- Opening Delimiter -
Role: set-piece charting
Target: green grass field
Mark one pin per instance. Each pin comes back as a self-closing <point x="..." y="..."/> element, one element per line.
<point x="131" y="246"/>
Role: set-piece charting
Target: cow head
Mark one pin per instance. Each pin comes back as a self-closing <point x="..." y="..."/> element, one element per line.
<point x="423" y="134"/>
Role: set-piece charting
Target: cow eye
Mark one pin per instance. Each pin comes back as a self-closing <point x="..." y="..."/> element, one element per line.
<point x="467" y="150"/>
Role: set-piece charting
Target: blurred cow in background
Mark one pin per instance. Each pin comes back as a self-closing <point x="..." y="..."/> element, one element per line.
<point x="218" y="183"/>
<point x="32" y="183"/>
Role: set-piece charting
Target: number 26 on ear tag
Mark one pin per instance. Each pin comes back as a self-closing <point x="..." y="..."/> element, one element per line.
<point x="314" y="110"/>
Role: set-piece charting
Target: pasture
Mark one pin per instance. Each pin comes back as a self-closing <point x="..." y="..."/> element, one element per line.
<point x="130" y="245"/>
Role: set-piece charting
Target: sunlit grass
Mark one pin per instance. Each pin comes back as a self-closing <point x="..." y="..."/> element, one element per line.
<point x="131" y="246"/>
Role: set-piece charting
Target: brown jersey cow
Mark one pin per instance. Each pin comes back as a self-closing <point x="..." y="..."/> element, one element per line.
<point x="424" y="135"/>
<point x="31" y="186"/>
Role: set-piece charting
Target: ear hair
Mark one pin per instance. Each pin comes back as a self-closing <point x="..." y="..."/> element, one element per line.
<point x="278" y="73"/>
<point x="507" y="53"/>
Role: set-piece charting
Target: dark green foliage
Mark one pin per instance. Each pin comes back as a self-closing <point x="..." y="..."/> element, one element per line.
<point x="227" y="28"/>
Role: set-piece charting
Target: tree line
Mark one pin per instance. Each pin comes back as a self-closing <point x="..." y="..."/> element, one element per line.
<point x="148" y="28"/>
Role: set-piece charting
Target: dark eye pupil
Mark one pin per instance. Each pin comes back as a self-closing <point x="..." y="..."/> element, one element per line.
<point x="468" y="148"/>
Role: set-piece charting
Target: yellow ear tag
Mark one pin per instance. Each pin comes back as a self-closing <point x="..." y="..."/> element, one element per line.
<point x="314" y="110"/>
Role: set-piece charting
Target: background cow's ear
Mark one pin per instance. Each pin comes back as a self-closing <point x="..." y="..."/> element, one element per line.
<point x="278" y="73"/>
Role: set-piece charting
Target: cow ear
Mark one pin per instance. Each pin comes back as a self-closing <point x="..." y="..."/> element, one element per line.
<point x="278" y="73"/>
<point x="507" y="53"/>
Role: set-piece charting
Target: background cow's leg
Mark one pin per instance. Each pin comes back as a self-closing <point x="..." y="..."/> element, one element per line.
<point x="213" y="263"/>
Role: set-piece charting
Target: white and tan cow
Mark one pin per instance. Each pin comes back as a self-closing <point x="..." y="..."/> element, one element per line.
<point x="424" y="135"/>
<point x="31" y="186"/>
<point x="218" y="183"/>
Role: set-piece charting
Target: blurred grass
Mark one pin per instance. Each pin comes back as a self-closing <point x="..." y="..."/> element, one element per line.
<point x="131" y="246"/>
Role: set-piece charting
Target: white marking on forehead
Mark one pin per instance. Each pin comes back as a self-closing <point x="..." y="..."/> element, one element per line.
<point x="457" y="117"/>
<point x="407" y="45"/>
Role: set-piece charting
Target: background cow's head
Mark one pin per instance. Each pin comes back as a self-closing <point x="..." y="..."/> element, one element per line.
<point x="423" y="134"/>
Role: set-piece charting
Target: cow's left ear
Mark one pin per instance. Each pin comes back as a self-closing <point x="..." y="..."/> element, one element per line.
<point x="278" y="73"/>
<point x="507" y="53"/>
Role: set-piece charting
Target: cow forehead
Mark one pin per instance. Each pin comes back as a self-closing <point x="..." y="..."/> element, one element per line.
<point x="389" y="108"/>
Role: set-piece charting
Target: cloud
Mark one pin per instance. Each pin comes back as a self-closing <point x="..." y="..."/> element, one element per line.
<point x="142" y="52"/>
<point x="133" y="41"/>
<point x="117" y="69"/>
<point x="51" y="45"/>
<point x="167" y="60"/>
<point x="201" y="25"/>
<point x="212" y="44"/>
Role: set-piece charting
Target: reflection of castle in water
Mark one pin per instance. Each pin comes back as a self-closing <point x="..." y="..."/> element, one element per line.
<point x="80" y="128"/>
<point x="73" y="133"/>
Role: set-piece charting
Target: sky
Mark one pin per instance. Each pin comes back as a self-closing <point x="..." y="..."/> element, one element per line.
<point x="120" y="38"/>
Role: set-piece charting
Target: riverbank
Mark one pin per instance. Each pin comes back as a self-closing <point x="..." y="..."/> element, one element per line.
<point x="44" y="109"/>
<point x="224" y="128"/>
- Closing Delimiter -
- [WORK INSTRUCTIONS] Looking at the material above, count the lines that hold "grass" and give the total alone.

- [EXERCISE RESPONSE] 3